» **Problem**
Reproduce the line that holds "If you could point at the woman in white" together with all the lines after it up to the end of the entries.

» **Data rows**
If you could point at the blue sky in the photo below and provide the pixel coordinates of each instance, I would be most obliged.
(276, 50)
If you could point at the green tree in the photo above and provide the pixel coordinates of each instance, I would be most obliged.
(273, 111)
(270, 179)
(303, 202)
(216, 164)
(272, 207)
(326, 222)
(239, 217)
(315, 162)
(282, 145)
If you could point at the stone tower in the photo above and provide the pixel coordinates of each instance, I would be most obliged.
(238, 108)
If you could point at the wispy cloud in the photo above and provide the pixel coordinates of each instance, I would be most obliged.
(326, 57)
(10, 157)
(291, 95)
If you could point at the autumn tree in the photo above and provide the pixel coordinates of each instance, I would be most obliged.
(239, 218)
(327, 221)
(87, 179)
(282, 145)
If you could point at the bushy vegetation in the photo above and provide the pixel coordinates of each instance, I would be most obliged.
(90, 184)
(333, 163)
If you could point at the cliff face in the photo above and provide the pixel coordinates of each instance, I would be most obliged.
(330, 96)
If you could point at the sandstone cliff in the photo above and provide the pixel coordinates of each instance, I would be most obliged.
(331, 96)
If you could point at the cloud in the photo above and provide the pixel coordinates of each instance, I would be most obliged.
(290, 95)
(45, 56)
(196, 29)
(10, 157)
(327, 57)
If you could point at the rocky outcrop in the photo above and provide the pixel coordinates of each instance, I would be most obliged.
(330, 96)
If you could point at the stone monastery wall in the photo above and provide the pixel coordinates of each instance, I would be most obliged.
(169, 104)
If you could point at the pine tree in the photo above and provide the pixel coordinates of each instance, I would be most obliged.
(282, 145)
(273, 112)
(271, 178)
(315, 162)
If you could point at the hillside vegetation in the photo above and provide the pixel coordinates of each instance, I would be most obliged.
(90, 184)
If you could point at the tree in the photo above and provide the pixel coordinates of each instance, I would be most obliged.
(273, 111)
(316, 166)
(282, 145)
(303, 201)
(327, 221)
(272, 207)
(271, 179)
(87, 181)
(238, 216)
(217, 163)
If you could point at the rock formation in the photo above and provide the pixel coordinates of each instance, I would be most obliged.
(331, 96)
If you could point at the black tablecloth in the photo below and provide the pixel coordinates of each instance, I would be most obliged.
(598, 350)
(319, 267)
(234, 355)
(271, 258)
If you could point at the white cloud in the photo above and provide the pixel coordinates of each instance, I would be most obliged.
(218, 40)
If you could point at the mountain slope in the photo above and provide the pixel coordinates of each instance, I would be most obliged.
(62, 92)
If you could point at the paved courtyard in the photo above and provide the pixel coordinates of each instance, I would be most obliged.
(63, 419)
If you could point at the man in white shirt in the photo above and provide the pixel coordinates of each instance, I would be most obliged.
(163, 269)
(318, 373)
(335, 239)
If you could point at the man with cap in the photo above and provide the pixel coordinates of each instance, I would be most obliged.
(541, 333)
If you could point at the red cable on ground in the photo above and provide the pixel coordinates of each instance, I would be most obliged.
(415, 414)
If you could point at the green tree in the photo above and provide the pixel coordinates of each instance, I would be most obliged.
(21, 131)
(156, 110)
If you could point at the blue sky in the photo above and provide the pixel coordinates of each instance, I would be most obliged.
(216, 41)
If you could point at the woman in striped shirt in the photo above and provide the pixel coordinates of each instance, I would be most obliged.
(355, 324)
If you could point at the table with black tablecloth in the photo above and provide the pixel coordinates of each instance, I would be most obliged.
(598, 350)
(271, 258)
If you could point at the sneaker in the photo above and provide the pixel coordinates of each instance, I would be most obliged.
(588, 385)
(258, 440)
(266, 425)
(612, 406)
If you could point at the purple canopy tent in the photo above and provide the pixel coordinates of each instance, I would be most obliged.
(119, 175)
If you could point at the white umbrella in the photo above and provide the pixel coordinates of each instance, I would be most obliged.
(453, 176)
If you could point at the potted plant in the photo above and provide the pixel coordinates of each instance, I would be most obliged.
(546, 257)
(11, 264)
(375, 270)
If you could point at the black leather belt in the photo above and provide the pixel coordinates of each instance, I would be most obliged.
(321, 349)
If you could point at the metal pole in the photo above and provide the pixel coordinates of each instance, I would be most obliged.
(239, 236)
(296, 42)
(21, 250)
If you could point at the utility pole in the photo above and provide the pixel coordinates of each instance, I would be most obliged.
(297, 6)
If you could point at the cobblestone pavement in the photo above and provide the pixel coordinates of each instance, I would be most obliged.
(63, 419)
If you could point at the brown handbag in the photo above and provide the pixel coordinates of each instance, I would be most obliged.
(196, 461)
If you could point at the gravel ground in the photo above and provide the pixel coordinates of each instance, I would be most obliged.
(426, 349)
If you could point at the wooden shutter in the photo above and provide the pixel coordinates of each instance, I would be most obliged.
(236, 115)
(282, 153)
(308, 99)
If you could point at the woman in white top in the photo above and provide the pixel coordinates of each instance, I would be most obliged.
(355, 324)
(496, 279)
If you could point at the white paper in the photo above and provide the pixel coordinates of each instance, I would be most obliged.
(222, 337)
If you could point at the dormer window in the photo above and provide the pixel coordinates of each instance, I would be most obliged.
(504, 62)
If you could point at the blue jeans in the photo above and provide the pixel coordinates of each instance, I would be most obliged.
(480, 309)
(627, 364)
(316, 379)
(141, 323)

» **Expected answer**
If you could point at the woman in white top in the photo above and provide the pixel coordinates of each instance, I would be most obliged.
(355, 324)
(496, 279)
If you could point at the white paper in the photo above and provide the pixel coordinates of each instance, I would be most obliged.
(222, 337)
If you could point at the dormer window in the photo above and provide the pixel coordinates of each instance, I would be most obliged.
(504, 62)
If you could point at the blue jeans in the photo above and provide the pixel coordinates of each instance, I would be most obliged.
(480, 309)
(627, 364)
(316, 379)
(141, 323)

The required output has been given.